[Object position labeling lines]
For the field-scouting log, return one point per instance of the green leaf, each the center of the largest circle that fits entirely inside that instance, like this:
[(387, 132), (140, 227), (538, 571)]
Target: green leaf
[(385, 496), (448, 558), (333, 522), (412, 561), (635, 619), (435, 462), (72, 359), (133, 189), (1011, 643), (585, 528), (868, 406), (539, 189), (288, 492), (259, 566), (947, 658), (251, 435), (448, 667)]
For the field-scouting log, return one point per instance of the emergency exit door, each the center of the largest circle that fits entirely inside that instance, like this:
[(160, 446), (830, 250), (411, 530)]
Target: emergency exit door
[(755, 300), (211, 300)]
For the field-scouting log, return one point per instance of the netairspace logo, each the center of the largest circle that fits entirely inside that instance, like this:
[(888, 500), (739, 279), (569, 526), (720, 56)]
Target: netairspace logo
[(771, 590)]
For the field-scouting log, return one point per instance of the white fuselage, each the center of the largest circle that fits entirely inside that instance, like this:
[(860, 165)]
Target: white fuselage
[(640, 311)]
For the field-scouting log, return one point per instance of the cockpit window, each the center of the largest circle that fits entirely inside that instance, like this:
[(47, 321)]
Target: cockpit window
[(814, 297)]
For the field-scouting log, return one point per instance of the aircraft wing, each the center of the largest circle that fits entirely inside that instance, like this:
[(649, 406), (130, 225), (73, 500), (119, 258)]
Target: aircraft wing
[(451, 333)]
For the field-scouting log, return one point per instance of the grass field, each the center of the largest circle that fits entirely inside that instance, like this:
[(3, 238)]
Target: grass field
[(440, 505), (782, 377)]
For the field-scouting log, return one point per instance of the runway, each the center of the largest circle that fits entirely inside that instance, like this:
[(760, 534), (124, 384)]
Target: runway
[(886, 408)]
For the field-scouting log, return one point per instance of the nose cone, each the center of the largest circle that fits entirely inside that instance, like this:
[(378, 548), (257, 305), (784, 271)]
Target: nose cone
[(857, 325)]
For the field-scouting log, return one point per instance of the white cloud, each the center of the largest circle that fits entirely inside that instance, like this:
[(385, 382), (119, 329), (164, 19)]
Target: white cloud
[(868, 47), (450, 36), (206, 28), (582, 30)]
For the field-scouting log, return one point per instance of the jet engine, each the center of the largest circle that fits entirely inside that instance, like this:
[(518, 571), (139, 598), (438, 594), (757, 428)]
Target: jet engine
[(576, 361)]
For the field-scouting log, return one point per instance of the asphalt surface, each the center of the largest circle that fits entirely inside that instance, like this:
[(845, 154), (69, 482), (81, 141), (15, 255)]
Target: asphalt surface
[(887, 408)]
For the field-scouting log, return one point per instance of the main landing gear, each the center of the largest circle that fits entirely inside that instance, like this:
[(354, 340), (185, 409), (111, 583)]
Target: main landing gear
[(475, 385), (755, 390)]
--
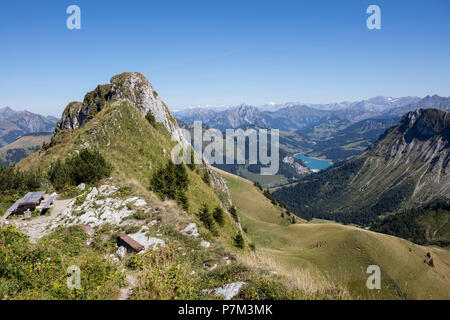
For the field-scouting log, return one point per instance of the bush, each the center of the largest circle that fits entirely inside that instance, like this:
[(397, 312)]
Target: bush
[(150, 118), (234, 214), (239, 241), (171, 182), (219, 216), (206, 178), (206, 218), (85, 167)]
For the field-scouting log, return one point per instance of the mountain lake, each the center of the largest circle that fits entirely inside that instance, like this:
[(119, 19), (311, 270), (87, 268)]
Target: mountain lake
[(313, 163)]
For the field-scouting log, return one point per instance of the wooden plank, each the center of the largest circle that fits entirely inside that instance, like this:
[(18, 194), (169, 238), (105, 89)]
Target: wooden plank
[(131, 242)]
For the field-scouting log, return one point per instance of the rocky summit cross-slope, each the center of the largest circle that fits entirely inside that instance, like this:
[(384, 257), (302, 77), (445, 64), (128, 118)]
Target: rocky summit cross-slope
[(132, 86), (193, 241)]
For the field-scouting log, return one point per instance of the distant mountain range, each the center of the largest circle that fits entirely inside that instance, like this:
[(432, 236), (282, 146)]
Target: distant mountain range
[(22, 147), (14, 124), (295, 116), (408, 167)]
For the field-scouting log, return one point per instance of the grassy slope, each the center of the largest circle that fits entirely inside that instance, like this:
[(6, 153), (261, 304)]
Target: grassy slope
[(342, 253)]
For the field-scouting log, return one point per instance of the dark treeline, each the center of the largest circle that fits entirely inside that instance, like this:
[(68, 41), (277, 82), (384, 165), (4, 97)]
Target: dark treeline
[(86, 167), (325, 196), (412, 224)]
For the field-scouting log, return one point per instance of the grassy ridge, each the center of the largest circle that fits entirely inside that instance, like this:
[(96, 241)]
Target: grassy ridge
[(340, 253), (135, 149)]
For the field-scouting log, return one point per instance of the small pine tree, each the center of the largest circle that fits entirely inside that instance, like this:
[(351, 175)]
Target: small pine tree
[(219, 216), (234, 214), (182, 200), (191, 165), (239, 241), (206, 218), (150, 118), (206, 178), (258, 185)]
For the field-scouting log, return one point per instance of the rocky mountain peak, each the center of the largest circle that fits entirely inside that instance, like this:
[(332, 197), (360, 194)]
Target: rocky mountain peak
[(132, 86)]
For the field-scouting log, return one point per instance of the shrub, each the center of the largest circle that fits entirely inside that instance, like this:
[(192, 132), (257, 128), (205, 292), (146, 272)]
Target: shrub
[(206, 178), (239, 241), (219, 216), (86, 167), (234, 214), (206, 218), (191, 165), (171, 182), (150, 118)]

OBJECTIVE
Rewrite only the part that opens with the line containing "the rocky summit" and closes with the line containing "[(340, 253), (135, 149)]". In it, replace "field-scouting log" with "terrain survey log" and keep everything else the same.

RESPONSE
For the terrain survey log, return one point per instance of the rocky summit cross-slope, each the center of the largest circle that fits entirely inside that instance, like this:
[(384, 257), (302, 77), (445, 64), (128, 118)]
Target: rocky summit cross-slope
[(132, 86), (193, 241)]
For the terrain survey log, return one point per instance of the distant mountain range, each the center of the largest circle that fits entirely inside that instance, like this:
[(432, 236), (282, 146)]
Target: distant mountain range
[(22, 147), (14, 124), (295, 116), (408, 167)]
For the terrain survey log, return one point per instance of the grassy slope, each the center of the largest circle that fits entirely inside that instance, like this:
[(6, 153), (261, 304)]
Target: grassy slope
[(342, 253)]
For the terrain survey log, return one point per instance of the dark treeline, each the center of the largest circle that fits entirely inside that instance, like this:
[(68, 41), (277, 82), (384, 165), (4, 97)]
Target: dark treeline
[(86, 167), (325, 196), (412, 224)]
For the terrain survey log, return one point per instance of the grassy ridge, each the center of the largest circle that fits entirely inside that instance, like this:
[(96, 241)]
Target: grassy ridge
[(340, 253), (135, 149)]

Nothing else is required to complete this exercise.